# Exercise requirements:
Reproduce, verbatim, the part of the records that opens with the line containing "Find the wall-mounted" and closes with the line containing "509, 98, 604, 205", including both of those lines.

# Input for this task:
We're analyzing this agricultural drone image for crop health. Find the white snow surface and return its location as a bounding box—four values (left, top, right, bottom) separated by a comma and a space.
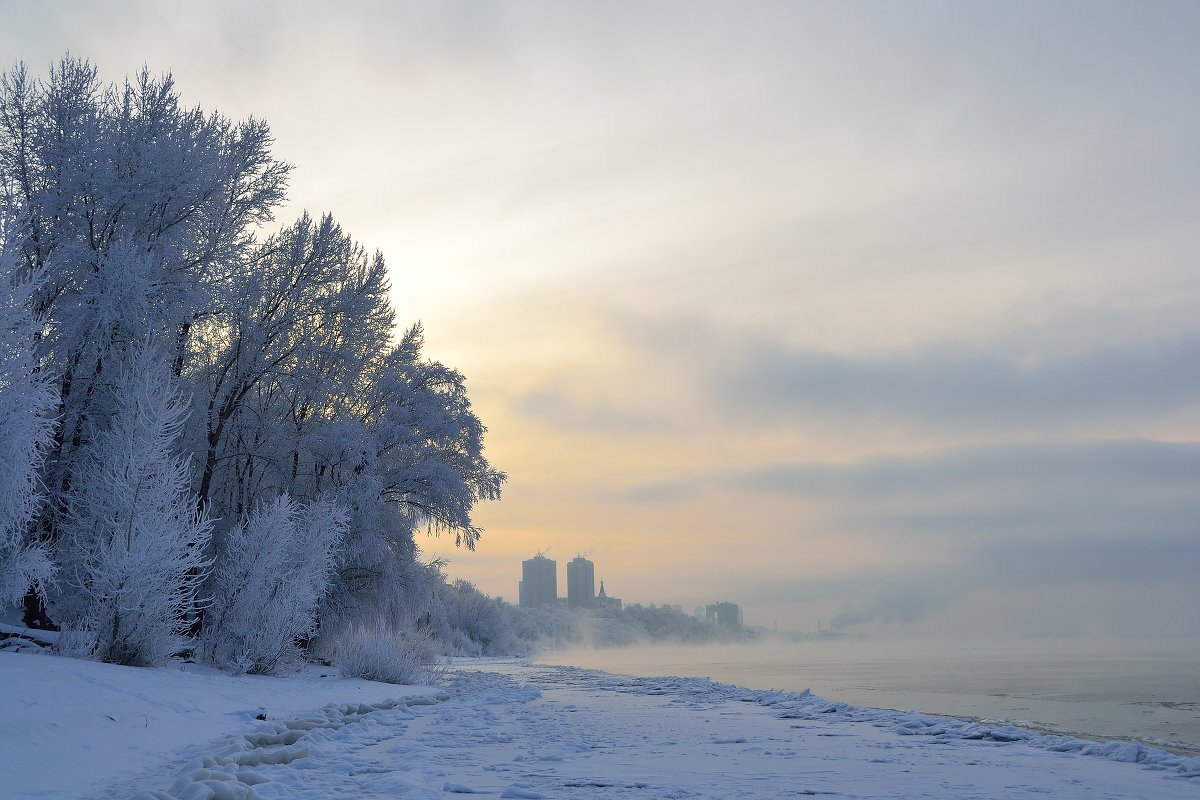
0, 652, 1200, 800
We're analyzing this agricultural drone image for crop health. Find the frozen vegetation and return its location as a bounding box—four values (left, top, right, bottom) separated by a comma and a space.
0, 652, 1200, 800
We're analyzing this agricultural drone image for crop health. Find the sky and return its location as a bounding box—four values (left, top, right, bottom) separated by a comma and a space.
0, 0, 1200, 643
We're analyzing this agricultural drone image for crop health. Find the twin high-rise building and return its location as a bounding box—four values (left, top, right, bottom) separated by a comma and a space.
566, 555, 596, 608
517, 553, 596, 608
517, 553, 558, 608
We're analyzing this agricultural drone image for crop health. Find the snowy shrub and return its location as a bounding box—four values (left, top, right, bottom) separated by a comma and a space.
336, 624, 442, 685
202, 494, 347, 674
61, 347, 211, 666
0, 251, 56, 609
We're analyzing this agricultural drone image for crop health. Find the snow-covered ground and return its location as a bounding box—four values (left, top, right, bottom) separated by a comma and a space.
0, 652, 1200, 800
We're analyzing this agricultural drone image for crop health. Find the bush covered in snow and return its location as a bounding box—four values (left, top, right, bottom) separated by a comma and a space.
335, 624, 442, 685
200, 494, 346, 675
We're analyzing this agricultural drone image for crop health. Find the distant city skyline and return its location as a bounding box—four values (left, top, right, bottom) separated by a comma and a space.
11, 0, 1200, 642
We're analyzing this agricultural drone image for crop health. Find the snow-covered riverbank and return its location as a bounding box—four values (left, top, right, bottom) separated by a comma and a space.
0, 652, 1200, 800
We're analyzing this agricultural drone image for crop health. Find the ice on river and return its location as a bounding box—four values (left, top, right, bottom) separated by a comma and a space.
0, 654, 1200, 800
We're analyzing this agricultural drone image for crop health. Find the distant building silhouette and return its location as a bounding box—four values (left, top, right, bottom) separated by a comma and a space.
595, 581, 620, 612
704, 603, 742, 631
517, 553, 558, 608
566, 555, 596, 608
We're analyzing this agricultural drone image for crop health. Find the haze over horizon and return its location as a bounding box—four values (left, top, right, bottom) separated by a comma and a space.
0, 0, 1200, 642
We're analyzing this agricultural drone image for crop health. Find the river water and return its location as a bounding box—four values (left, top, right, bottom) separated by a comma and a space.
538, 639, 1200, 754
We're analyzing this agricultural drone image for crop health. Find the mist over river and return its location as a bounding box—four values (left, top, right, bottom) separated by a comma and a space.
536, 639, 1200, 754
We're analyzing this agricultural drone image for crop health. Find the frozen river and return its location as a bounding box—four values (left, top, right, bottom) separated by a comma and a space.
540, 640, 1200, 754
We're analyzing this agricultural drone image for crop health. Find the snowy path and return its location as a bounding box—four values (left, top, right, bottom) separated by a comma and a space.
126, 662, 1200, 800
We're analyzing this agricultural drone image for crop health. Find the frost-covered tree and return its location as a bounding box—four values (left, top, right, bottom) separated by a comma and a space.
194, 215, 395, 518
60, 347, 212, 666
317, 326, 506, 625
202, 494, 347, 674
0, 56, 505, 657
0, 241, 58, 608
0, 56, 288, 541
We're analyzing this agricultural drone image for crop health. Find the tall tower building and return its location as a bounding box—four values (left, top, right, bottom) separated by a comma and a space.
517, 553, 558, 608
566, 555, 596, 608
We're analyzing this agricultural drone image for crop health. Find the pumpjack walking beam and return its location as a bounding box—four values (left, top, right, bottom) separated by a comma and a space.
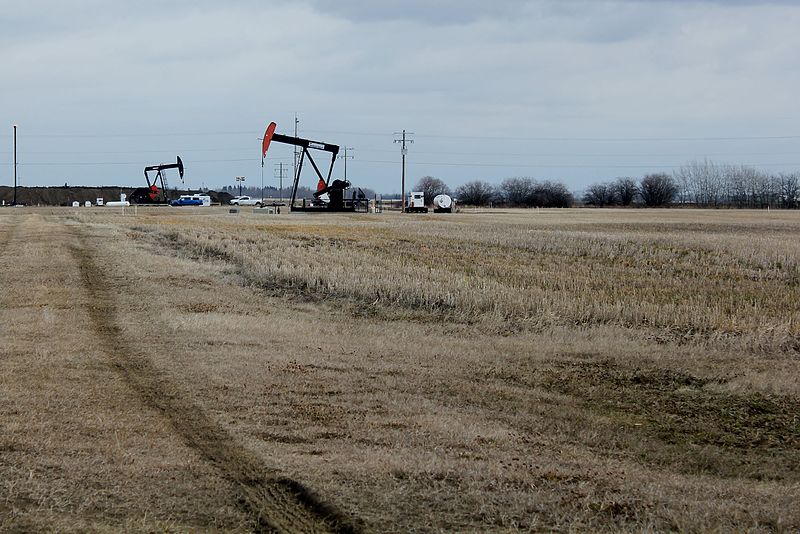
144, 156, 183, 205
262, 122, 339, 208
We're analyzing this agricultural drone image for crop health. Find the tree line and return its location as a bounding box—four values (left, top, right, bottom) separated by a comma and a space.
583, 160, 800, 209
415, 176, 575, 208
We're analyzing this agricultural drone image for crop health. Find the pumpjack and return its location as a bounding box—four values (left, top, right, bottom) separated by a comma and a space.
261, 122, 369, 213
130, 156, 183, 204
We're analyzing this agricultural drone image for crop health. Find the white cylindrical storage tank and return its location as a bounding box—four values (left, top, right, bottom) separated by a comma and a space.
433, 195, 453, 211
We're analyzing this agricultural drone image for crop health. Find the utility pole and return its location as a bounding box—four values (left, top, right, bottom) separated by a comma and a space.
275, 161, 289, 202
13, 123, 17, 206
394, 130, 414, 213
339, 146, 354, 182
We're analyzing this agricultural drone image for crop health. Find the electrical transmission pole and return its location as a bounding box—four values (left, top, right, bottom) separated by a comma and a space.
14, 124, 17, 206
275, 161, 289, 202
339, 146, 354, 182
394, 130, 414, 213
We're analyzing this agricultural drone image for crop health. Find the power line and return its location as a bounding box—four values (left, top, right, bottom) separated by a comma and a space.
19, 158, 290, 167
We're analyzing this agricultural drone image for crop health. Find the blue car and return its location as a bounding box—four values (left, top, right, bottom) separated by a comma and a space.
169, 195, 211, 206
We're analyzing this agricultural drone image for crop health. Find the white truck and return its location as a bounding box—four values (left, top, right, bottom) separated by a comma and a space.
405, 191, 428, 213
230, 196, 264, 208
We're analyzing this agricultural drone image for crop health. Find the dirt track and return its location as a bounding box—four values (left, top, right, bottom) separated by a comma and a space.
0, 215, 354, 532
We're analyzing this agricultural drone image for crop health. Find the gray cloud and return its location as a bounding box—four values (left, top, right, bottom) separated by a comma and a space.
0, 0, 800, 191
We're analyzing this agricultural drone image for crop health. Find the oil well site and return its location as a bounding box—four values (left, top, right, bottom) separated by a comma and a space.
0, 0, 800, 534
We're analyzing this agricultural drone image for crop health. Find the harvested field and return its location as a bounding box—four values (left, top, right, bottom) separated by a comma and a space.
0, 208, 800, 532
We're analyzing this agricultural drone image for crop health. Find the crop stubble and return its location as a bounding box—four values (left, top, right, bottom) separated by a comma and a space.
4, 210, 800, 531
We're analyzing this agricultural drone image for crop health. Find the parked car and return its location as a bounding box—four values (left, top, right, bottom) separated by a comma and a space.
169, 195, 211, 206
230, 196, 264, 208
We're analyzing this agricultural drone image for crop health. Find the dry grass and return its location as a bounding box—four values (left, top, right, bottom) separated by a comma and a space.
0, 210, 800, 532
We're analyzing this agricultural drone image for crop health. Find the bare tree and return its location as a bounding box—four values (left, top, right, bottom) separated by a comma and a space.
528, 180, 574, 208
583, 182, 615, 208
777, 172, 800, 209
414, 176, 450, 206
456, 180, 495, 206
499, 178, 533, 206
639, 172, 678, 207
611, 177, 639, 206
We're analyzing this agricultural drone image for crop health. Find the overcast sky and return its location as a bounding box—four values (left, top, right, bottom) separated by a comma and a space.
0, 0, 800, 193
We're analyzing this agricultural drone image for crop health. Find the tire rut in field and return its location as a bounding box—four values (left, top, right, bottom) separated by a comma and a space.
70, 232, 357, 532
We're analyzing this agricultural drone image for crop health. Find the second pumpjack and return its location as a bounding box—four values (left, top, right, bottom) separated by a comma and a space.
130, 156, 183, 204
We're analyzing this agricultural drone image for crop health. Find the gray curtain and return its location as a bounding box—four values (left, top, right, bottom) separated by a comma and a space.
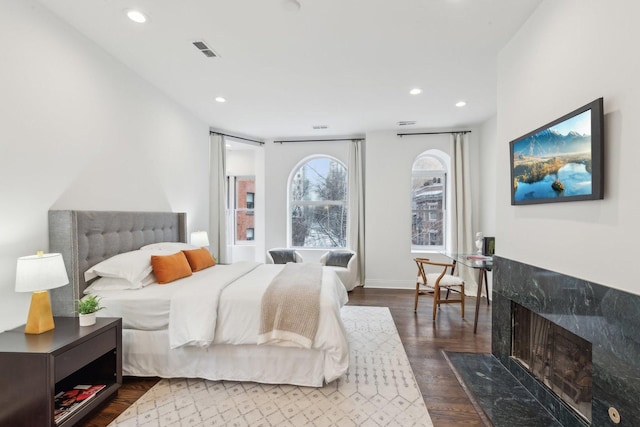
451, 132, 476, 293
348, 139, 365, 285
209, 133, 231, 264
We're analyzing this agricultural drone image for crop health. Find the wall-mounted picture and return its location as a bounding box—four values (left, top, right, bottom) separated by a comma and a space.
509, 98, 604, 205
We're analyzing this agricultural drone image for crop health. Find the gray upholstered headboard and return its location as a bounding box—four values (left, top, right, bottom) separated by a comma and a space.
49, 211, 187, 316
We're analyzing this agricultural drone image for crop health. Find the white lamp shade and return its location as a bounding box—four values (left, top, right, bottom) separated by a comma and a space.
191, 231, 209, 247
16, 254, 69, 292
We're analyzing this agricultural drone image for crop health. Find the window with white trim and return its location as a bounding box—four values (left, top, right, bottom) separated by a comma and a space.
228, 176, 255, 244
289, 156, 347, 248
411, 150, 447, 251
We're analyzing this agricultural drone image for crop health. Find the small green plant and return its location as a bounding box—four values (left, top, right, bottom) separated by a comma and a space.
76, 294, 104, 314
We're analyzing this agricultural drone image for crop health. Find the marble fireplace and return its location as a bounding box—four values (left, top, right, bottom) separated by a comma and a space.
492, 256, 640, 427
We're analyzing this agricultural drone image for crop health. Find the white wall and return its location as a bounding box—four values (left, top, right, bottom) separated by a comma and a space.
496, 0, 640, 294
0, 0, 209, 330
476, 116, 498, 297
260, 141, 349, 262
365, 129, 482, 293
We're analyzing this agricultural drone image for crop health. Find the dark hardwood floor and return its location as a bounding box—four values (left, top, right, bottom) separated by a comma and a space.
80, 288, 491, 427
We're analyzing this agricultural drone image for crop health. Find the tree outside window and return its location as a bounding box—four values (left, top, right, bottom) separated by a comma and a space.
289, 157, 347, 248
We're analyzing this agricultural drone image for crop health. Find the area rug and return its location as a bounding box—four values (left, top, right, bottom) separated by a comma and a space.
109, 306, 433, 427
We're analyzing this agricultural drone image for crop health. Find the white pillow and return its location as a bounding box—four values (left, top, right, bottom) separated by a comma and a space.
84, 250, 178, 288
140, 242, 200, 253
83, 273, 156, 295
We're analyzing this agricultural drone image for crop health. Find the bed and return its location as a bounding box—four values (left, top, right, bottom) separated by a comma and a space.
49, 211, 349, 387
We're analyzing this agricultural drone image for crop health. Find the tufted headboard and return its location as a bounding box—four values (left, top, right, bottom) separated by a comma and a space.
49, 211, 187, 316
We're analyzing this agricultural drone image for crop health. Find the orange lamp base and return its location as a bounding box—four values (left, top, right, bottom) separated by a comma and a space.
24, 291, 55, 334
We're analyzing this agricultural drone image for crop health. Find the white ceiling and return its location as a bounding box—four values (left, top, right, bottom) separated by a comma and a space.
39, 0, 541, 138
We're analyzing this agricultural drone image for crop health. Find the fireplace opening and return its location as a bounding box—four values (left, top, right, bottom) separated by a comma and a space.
511, 304, 593, 423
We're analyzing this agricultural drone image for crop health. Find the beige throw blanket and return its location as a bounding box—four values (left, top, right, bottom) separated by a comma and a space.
258, 263, 322, 348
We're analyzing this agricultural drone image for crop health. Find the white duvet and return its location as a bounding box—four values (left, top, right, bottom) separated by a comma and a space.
95, 262, 348, 365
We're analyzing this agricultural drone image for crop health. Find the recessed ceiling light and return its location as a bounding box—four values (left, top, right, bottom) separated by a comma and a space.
282, 0, 300, 12
127, 10, 147, 24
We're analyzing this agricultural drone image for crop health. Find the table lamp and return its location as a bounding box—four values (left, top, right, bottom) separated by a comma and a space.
16, 251, 69, 334
191, 231, 209, 248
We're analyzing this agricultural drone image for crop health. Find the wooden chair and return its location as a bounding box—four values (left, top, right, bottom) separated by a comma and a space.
413, 258, 464, 320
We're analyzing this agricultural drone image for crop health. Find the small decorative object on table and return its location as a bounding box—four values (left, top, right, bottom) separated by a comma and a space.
77, 294, 104, 326
476, 231, 484, 254
483, 237, 496, 256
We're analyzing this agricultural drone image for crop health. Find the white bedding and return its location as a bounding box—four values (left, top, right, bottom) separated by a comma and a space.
95, 263, 349, 385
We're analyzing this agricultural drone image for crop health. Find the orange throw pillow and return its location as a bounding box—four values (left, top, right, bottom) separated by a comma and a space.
182, 248, 216, 271
151, 252, 191, 284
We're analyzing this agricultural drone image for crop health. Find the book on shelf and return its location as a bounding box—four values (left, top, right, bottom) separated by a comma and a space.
53, 384, 105, 424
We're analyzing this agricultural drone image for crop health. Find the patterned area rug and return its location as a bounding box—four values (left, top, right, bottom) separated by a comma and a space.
109, 306, 433, 427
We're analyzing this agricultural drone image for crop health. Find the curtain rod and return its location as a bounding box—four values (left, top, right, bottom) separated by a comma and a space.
273, 138, 364, 144
396, 130, 471, 137
209, 130, 264, 145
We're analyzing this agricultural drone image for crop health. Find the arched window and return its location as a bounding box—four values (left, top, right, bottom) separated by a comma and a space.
289, 156, 347, 248
411, 150, 448, 251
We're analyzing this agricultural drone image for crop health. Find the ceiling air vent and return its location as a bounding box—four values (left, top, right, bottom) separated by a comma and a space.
193, 40, 220, 58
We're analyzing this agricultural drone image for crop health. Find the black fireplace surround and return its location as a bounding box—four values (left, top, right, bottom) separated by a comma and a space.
491, 256, 640, 427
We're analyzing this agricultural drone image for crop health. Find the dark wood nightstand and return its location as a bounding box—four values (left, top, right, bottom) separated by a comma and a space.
0, 317, 122, 427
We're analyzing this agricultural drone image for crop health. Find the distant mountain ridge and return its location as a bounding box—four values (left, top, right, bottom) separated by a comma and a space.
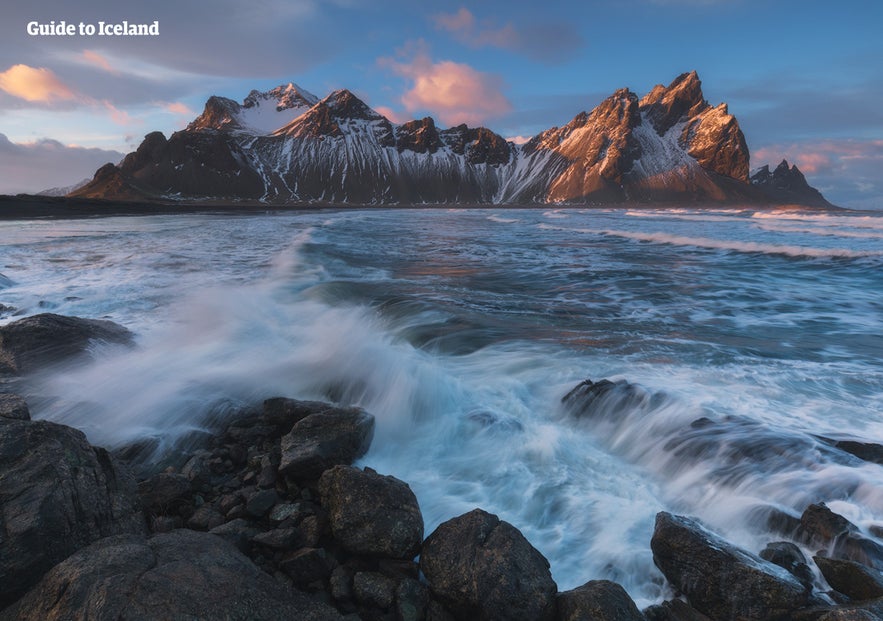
71, 71, 830, 207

# Finished exercise:
We're analyzing this agricultural drone image for crop health. Find the wall-mounted picture and return its location as a bounding box—four values (left, top, right, bottom) separated by a comma and a space.
509, 98, 604, 205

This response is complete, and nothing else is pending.